◆ **EXERCISE**:
Retype the whole listing that follows, line for line.

◆ **RECORDS SUPPLIED**:
──────────
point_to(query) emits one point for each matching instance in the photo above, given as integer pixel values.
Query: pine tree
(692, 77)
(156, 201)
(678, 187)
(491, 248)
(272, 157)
──────────
◆ **ANSWER SPACE**:
point_to(query) emits one point for each matching instance in the photo above, given as integer pixel values.
Query: pine tree
(692, 77)
(156, 201)
(678, 187)
(491, 248)
(272, 157)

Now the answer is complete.